==== TEXTAUSSCHNITT
Mal aufs zweite Bild ^ bezogen und auf die Frage zu verwindungssteif darüber, was letztlich auch den Vergleich mit der konventionellen Aluminium-Hardbody Daiwa (aktuell ab Daiwa Legalis/Exceler HA aufwärts) heraufbeschwört:

Wie fühlt sich das zusammendrücken des Rotors an, also die beiden Ansatzstellen des Bügels, da wo er dich dreht beim umklappen? Mit Daumen+Zeigefinger zusammendrücken.

Und wie das hochdrücken der Rolle vom unteren Ende am Gehäuse her, nähert sich wann etwa die Spulenkante dem Vorgriff?

Siehe zum Vergleich Video von Shura weiter oben, im sehr langen Beitrag  # 32  .



Shura schrieb:


> http://anthrohyena.com/EX1.mp4
> 
> http://anthrohyena.com/EX2.mp4


----------



## SigmundFreud (30. März 2018)
========
==== BEREITGESTELLTE DATEN
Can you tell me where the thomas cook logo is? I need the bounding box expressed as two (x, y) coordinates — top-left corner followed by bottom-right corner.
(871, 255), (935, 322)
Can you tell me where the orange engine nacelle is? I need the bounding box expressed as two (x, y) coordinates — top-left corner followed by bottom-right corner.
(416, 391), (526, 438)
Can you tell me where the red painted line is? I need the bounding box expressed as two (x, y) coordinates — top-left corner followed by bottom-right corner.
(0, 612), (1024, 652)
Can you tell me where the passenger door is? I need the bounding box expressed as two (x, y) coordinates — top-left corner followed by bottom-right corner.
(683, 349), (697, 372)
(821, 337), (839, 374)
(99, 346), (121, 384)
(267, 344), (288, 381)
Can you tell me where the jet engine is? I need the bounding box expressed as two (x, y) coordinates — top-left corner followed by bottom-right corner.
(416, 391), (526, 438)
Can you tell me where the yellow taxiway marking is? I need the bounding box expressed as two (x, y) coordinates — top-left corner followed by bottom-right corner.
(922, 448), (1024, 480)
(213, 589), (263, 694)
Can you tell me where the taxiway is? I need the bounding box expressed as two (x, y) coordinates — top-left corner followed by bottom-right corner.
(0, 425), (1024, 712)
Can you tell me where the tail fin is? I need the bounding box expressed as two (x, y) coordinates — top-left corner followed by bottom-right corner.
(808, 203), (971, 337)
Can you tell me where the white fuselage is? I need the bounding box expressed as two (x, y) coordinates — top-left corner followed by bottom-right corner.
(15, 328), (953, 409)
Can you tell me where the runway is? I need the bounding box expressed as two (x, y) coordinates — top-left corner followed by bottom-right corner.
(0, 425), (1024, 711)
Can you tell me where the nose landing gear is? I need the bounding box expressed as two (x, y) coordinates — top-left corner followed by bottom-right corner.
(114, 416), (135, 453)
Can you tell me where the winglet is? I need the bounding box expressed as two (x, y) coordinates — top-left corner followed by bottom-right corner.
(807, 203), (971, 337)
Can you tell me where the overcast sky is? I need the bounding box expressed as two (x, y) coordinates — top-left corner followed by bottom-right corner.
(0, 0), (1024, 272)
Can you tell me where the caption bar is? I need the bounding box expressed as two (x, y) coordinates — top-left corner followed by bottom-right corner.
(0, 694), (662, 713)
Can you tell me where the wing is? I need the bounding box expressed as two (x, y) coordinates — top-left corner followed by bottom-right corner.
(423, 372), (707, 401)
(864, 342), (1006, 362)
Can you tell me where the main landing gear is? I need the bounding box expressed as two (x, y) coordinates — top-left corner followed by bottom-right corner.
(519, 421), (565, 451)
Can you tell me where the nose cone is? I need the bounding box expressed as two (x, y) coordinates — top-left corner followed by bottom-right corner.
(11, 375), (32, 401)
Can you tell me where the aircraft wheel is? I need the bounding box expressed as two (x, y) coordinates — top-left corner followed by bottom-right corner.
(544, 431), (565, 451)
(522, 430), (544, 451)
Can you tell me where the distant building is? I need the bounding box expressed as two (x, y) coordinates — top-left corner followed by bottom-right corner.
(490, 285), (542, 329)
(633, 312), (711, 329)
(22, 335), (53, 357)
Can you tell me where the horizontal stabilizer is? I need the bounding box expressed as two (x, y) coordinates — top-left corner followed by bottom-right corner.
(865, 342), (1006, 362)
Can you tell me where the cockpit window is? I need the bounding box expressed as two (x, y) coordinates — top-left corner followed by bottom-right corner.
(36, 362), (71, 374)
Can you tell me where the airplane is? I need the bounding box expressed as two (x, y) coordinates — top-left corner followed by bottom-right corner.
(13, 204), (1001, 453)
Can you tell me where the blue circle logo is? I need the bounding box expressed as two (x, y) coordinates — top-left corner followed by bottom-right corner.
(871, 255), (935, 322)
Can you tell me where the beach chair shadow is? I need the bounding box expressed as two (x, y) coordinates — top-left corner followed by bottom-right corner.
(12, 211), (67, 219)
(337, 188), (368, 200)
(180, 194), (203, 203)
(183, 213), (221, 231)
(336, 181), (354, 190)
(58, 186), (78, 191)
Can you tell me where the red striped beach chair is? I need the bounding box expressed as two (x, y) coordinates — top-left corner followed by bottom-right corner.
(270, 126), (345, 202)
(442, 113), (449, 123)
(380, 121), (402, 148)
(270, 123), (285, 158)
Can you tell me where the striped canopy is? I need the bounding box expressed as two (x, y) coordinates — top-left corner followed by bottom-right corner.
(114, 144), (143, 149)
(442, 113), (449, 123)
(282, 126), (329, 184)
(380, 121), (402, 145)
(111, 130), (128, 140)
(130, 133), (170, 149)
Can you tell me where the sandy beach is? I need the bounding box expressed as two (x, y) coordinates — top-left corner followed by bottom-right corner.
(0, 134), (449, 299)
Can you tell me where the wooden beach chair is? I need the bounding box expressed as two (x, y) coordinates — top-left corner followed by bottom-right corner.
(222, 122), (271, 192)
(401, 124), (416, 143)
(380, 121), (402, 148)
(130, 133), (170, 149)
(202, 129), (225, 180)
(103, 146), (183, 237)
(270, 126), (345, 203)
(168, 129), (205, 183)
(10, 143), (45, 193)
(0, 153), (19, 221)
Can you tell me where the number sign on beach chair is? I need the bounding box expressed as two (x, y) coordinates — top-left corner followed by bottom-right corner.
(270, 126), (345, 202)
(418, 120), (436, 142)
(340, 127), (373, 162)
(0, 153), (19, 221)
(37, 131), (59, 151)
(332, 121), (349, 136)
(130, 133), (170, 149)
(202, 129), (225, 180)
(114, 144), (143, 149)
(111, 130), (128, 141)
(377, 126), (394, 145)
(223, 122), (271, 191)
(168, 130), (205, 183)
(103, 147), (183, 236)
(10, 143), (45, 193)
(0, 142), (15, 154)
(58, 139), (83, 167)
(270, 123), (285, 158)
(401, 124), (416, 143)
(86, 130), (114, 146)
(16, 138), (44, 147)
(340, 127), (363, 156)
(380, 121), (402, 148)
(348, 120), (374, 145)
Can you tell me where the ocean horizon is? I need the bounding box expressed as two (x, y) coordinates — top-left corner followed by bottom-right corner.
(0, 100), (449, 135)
========
> [FOLGENDES BEARBEITEN]:
[1] Schreibe aus dem Textausschnitt den Teil ab, der mit den Worten beginnt, die „Wie fühlt sich“ enthalten, und mit „Spulenkante dem Vorgriff?“ endet.
[2] Nenne alle Bauteile von Rolle und Rute, die im Textausschnitt erwähnt werden.
[3] Worauf beziehen sich die Fragen im Textausschnitt zum Zusammendrücken des Rotors, und welchen Vergleich rufen sie hervor?

> [ERWARTETE ANTWORTEN]:
[1]
Wie fühlt sich das zusammendrücken des Rotors an, also die beiden Ansatzstellen des Bügels, da wo er dich dreht beim umklappen? Mit Daumen+Zeigefinger zusammendrücken.

Und wie das hochdrücken der Rolle vom unteren Ende am Gehäuse her, nähert sich wann etwa die Spulenkante dem Vorgriff?

[2] Rotor, Bügel, Gehäuse, Spulenkante, Vorgriff

[3] Sie beziehen sich auf das zweite Bild und auf die Frage zur Verwindungssteifigkeit. Das ruft den Vergleich mit der konventionellen Aluminium-Hardbody-Daiwa hervor, aktuell ab Daiwa Legalis/Exceler HA aufwärts.